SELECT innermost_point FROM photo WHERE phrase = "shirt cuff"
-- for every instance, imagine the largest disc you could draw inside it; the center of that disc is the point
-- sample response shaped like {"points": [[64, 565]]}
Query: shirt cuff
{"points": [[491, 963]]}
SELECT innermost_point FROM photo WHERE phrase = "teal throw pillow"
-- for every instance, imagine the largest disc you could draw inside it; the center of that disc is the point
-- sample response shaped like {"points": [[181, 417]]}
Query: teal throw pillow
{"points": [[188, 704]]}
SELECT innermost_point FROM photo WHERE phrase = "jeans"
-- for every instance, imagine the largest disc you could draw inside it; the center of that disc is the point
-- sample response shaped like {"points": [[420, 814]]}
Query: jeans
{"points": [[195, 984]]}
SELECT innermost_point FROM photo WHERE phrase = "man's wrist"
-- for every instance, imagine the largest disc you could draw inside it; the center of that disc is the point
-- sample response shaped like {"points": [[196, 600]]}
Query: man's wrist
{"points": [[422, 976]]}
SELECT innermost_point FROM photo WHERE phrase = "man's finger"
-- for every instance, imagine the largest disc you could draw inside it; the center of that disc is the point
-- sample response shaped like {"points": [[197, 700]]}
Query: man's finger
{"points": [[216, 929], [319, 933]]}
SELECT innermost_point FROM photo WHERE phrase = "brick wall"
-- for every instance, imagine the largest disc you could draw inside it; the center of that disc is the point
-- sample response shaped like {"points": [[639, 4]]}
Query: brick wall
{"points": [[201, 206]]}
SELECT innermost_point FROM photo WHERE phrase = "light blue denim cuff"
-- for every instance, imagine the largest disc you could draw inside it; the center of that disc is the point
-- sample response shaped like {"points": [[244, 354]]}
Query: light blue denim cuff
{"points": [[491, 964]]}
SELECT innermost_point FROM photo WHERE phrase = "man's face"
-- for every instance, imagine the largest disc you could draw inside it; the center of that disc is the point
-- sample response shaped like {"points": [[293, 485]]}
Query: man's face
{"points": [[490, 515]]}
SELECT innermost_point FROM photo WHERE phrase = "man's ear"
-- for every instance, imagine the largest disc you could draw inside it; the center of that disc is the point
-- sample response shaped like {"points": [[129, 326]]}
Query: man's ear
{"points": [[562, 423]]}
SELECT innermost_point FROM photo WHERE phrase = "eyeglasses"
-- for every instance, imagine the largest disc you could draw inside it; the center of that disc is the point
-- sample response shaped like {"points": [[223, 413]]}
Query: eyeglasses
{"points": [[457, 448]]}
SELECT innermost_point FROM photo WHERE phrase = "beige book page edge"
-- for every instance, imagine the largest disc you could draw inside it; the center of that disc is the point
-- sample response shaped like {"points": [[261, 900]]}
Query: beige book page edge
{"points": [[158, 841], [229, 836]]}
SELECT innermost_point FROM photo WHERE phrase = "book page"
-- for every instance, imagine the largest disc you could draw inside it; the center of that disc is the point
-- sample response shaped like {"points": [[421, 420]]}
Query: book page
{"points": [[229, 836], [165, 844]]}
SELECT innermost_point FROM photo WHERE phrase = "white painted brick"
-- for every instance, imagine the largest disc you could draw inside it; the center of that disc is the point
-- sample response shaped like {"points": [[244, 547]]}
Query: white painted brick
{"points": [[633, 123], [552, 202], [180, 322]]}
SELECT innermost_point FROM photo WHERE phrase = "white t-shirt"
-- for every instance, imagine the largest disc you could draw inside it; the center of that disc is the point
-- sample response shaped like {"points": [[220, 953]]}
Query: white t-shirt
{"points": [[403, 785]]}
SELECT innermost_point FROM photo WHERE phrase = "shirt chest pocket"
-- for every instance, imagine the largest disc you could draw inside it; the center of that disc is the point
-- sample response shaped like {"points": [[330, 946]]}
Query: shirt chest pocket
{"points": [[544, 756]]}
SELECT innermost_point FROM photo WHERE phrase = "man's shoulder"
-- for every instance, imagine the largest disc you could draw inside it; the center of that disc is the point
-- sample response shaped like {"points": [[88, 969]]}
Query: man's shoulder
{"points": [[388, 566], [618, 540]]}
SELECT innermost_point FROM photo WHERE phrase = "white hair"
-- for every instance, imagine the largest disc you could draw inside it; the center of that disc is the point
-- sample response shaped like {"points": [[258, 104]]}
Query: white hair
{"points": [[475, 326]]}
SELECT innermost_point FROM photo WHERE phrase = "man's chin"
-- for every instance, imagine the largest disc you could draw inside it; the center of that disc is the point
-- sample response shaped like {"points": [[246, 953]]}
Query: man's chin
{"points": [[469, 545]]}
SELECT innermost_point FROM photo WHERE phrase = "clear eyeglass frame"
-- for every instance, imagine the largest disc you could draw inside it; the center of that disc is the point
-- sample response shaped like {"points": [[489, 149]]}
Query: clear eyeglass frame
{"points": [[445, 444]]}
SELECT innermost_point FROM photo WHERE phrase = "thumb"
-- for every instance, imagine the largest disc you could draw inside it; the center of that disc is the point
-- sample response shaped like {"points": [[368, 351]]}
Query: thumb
◆ ◆ ◆ ◆ ◆ ◆ ◆
Copy all data exactly, start to finish.

## RIGHT ANSWER
SELECT innermost_point FROM photo WHERE phrase = "shirt cuff"
-- for every instance, imagine the largest disc you could draw inside it; the center of that disc is the point
-- sample response shaped like {"points": [[64, 565]]}
Query: shirt cuff
{"points": [[491, 963]]}
SELECT innermost_point FROM photo WHERE phrase = "teal throw pillow"
-- for every instance, imagine the largest disc you could draw inside it; the center of that disc is the point
-- sample response shaped like {"points": [[181, 417]]}
Query: teal throw pillow
{"points": [[188, 704]]}
SELECT innermost_point FROM photo WHERE phrase = "jeans"
-- for every instance, imagine the largest disc you could draw inside it; the center of that disc is the point
-- sample response shaped like {"points": [[420, 814]]}
Query: jeans
{"points": [[195, 984]]}
SELECT innermost_point FROM photo WHERE phrase = "man's wrist"
-- for every instance, imagine the largest disc you could draw inside it; the center of that disc is the point
-- sample response shaped like {"points": [[196, 600]]}
Query: man's wrist
{"points": [[422, 976]]}
SELECT innermost_point FROM photo WHERE phrase = "man's finger"
-- for every instance, imagine the largest disc you could draw inside it; the center of that disc is the point
-- sample response shaped like {"points": [[197, 700]]}
Query: man's finger
{"points": [[216, 929], [319, 933]]}
SELECT innermost_point FROM photo WHERE phrase = "brick wall"
-- for every instance, imagine the largest disc you could draw inside it; the center of that disc is the point
-- sample response shaped like {"points": [[639, 4]]}
Query: brick wall
{"points": [[201, 206]]}
SELECT innermost_point FROM photo WHERE phrase = "light blue denim cuff"
-- for every instance, imagine the largest disc you could draw inside it; the center of that disc is the point
-- sample response shaped like {"points": [[244, 354]]}
Query: light blue denim cuff
{"points": [[491, 964]]}
SELECT innermost_point FROM photo WHERE phrase = "man's face"
-- for every instance, imagine the largest disc you could draw inside it; the center of that disc is the point
-- sample response shaped like {"points": [[293, 485]]}
Query: man's face
{"points": [[490, 515]]}
SELECT innermost_point FROM photo WHERE phrase = "man's ear"
-- for every instance, imagine the largest disc you could draw inside it; the center of that disc is the point
-- sample response shaped like {"points": [[129, 326]]}
Query: man's ear
{"points": [[562, 423]]}
SELECT innermost_point FROM photo WHERE phrase = "eyeglasses"
-- for every instance, imagine the largest disc you could draw inside it; the center of that disc is the point
-- sample response shaped like {"points": [[223, 413]]}
Query: eyeglasses
{"points": [[457, 448]]}
SELECT innermost_point FROM photo WHERE phrase = "beige book page edge"
-- for every instance, imagine the largest disc you could draw inside it; the center of that disc is the point
-- sample response shaped like {"points": [[261, 900]]}
Query: beige book page edge
{"points": [[158, 841], [229, 836]]}
SELECT innermost_point FROM photo WHERE phrase = "book page"
-- for every instance, imagine the largest disc you could draw inside it; the center of that disc is the point
-- sample response shaped like {"points": [[421, 420]]}
Query: book page
{"points": [[229, 836], [165, 844]]}
SELECT innermost_point FROM photo WHERE phrase = "white painted brick"
-- for every instance, imagine the largest disc you could draw inside it; the center of that disc is the point
-- sample response shaped like {"points": [[244, 547]]}
Query: white painted brick
{"points": [[633, 123], [552, 202], [180, 322]]}
SELECT innermost_point FROM photo WHERE phrase = "white t-shirt"
-- for every instance, imagine the largest disc you could draw inside it; the center of that disc is the point
-- sample response shaped like {"points": [[220, 953]]}
Query: white t-shirt
{"points": [[403, 785]]}
SELECT innermost_point FROM photo WHERE phrase = "shirt chest pocket"
-- for every instance, imagine the largest disc you could draw inside it; the center of that disc is the point
-- sample response shaped like {"points": [[330, 946]]}
Query: shirt chest pocket
{"points": [[544, 756]]}
SELECT innermost_point FROM photo WHERE phrase = "man's shoulder"
-- for every instance, imagine the largest disc you could draw inside it; the center of that disc is the point
-- sample response shaped like {"points": [[88, 969]]}
Query: man's shoulder
{"points": [[388, 566], [618, 540]]}
SELECT innermost_point FROM photo WHERE phrase = "white hair"
-- for every instance, imagine the largest disc you could draw inside it; the center of that disc is the point
-- sample response shaped like {"points": [[258, 104]]}
Query: white hair
{"points": [[475, 326]]}
SELECT innermost_point FROM photo WHERE phrase = "man's chin"
-- for every instance, imagine the largest disc you could draw inside it; the center of that disc is the point
-- sample response shaped like {"points": [[246, 953]]}
Query: man's chin
{"points": [[469, 545]]}
SELECT innermost_point FROM photo WHERE phrase = "clear eyeglass frame"
-- for every instance, imagine the largest disc you could draw inside it; the center of that disc is the point
-- sample response shaped like {"points": [[489, 149]]}
Query: clear eyeglass frame
{"points": [[445, 444]]}
SELECT innermost_point FROM photo WHERE phrase = "thumb"
-- for every instance, imagine the largest disc you could draw inside it; the center of that disc is the point
-- sample response shaped like {"points": [[368, 351]]}
Query: thumb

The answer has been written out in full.